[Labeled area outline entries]
=-=-=-=-=

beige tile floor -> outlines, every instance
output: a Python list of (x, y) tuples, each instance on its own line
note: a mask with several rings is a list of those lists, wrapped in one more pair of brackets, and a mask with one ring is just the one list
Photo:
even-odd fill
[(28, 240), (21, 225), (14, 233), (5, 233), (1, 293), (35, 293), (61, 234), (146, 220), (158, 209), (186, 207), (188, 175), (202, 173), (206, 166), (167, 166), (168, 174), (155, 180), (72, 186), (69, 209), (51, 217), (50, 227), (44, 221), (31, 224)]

=-=-=-=-=

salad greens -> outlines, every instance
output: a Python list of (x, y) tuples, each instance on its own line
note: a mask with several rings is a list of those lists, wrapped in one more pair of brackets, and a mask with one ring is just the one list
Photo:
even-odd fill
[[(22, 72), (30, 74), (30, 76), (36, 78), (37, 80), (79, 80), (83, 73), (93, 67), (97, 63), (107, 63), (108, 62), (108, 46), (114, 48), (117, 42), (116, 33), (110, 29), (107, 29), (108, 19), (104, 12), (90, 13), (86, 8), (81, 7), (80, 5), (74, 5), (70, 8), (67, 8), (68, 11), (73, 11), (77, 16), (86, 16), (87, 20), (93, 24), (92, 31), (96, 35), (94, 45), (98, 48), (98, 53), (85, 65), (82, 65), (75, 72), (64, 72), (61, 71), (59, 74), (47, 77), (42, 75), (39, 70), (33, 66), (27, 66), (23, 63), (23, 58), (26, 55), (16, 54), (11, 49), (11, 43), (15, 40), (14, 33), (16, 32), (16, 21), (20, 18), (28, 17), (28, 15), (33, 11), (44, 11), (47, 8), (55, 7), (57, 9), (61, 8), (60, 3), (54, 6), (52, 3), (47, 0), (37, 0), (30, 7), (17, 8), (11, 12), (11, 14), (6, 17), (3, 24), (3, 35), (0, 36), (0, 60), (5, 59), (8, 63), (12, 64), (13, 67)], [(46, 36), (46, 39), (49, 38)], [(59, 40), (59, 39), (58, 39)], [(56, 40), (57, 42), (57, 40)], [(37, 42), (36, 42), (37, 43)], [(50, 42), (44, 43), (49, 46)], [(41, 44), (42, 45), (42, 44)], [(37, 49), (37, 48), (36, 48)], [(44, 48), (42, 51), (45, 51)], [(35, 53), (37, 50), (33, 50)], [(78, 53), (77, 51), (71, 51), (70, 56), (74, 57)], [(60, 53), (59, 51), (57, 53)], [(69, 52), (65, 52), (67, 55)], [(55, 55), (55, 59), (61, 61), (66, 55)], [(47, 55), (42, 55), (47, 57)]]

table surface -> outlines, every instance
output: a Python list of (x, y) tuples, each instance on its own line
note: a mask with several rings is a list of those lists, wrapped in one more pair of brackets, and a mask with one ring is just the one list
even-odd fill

=-=-=-=-=

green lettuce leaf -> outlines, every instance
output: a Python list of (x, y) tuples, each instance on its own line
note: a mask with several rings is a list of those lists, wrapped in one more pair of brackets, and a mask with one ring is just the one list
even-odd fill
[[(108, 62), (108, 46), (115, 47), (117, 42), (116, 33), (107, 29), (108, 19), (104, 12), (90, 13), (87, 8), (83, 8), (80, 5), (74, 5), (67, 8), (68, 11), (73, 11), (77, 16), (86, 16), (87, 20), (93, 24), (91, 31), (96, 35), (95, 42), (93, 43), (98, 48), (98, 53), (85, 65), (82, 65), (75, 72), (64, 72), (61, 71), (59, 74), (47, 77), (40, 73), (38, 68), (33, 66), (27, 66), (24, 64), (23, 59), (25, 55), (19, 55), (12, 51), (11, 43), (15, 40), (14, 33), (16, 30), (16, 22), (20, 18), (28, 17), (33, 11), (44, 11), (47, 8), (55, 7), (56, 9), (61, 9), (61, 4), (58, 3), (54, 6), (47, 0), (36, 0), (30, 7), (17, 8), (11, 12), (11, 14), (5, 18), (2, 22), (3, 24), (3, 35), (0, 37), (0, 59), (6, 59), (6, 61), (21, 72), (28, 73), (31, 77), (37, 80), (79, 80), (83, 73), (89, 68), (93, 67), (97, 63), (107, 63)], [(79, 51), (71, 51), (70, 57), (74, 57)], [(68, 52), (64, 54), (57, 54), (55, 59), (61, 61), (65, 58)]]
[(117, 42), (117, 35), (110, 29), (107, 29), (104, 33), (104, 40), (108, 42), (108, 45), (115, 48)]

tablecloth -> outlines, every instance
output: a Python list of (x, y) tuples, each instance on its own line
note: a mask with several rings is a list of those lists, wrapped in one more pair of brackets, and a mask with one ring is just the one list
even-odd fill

=-=-=-=-=

How many lines in the data contain the word "outlines"? Reply with the number alone.

5